Yet Jesus says to him, ‘See, you have been made well! From here on out, do not sin, so that nothing worse happens to you.’
38 years of physical impairment in a society not designed to accommodate you, a society that consigns you to decades of literal and social poverty – what could be worse than that?
As with many biblical puzzles, the answer lies in the context, so let’s take a look at what else is going on here. Did you notice that Jesus talks to the man twice? In the first exchange, he asks if the man wants to be made well, then tells him to “Stand up, pick up your mat, and walk.” The man stands up, picks up his mat, walks off, and they part ways.
It’s not until after the man has been chastised by the religious leaders for breaking the Sabbath by carrying his mat – a violation of the prohibition against work – that Jesus says to him, “Don’t sin from here on out, lest anything worse happen to you.” Then right after that, the man tells the religious authorities who it was who healed him, and the authorities start persecuting Jesus for having broken the Sabbath.
What could be worse than that? I think Jesus’ point is that spiritual paralysis is far more terrible than physical paralysis.
Think about it – this person who has been ostracized and discounted for 38 years is suddenly well enough to reenter into the fullness of daily life for the first time in decades. Poignantly, one of the first things he does is go to the Temple, presumably to worship. But instead of rejoicing with him that he’s now well enough to stand, walk, and carry the symbol of his long exile, the religious leaders harangue him for breaking the rules. They should be throwing a party, but all they can think to say is, “It’s the Sabbath, it is not lawful for you to carry your mat.”
Lest we be too hard on the religious leaders, I think we’ve all been there. At one time or another, we’ve all been sticklers for the rules instead of fountains of grace. We’ve all stuck to our principles while missing the opportunity to live something greater.
My husband, Chris, was once faced with such a decision. He was visiting his friend Wilson, a Jesuit brother, in Wilson’s home country of Ecuador, and Wilson had invited him to have dinner at the school where he had previously been a teacher. When Wilson and Chris sat down to eat, the school cook presented them with a not inexpensive feast, the centerpiece of which was a roast cohui. For those of you who need a translation, that’s guinea pig. Yes, on the platter was an entire roast guinea pig, complete with four little legs and a cute little face – well, a cute little face that had been stripped of skin and fur. Like most of us here, Chris had grown up thinking of guinea pigs as pets, not food. And did I mention that my husband is a vegetarian?

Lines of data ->
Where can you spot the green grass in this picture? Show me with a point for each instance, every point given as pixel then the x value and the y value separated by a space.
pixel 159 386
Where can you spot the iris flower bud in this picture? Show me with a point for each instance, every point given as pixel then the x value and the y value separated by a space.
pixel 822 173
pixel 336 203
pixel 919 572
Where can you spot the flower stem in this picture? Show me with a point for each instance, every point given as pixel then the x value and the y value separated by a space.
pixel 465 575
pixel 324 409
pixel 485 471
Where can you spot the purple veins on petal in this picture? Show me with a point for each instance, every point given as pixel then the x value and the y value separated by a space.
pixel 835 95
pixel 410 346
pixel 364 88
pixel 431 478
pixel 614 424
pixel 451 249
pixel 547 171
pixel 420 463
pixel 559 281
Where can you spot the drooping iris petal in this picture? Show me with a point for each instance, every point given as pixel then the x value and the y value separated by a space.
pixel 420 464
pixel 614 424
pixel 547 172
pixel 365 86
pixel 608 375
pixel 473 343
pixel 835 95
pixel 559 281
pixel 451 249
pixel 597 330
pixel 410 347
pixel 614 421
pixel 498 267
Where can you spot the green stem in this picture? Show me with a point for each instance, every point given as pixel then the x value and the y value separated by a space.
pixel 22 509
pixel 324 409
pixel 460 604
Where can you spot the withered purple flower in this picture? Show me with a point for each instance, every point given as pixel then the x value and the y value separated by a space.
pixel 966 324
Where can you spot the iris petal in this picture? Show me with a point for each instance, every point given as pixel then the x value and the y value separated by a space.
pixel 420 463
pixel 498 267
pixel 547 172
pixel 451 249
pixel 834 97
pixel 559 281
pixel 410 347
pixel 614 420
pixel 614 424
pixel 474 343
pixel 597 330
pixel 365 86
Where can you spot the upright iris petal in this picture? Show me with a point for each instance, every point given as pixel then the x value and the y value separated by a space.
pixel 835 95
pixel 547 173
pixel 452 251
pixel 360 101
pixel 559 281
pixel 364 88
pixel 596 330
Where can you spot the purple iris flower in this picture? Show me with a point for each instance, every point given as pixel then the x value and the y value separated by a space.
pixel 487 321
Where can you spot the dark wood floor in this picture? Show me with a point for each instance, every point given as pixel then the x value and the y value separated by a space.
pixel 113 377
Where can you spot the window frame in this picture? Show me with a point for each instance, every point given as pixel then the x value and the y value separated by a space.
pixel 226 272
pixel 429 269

What to do ->
1) In the sermon excerpt, could you write out, word for word, the part that opens with the words containing "As with many" and closes with "broken the Sabbath."?
2) Which people does the sermon excerpt mention by name? List all of them.

Task-by-task outputs ->
1)
As with many biblical puzzles, the answer lies in the context, so let’s take a look at what else is going on here. Did you notice that Jesus talks to the man twice? In the first exchange, he asks if the man wants to be made well, then tells him to “Stand up, pick up your mat, and walk.” The man stands up, picks up his mat, walks off, and they part ways.
It’s not until after the man has been chastised by the religious leaders for breaking the Sabbath by carrying his mat – a violation of the prohibition against work – that Jesus says to him, “Don’t sin from here on out, lest anything worse happen to you.” Then right after that, the man tells the religious authorities who it was who healed him, and the authorities start persecuting Jesus for having broken the Sabbath.

2) Jesus, Chris, Wilson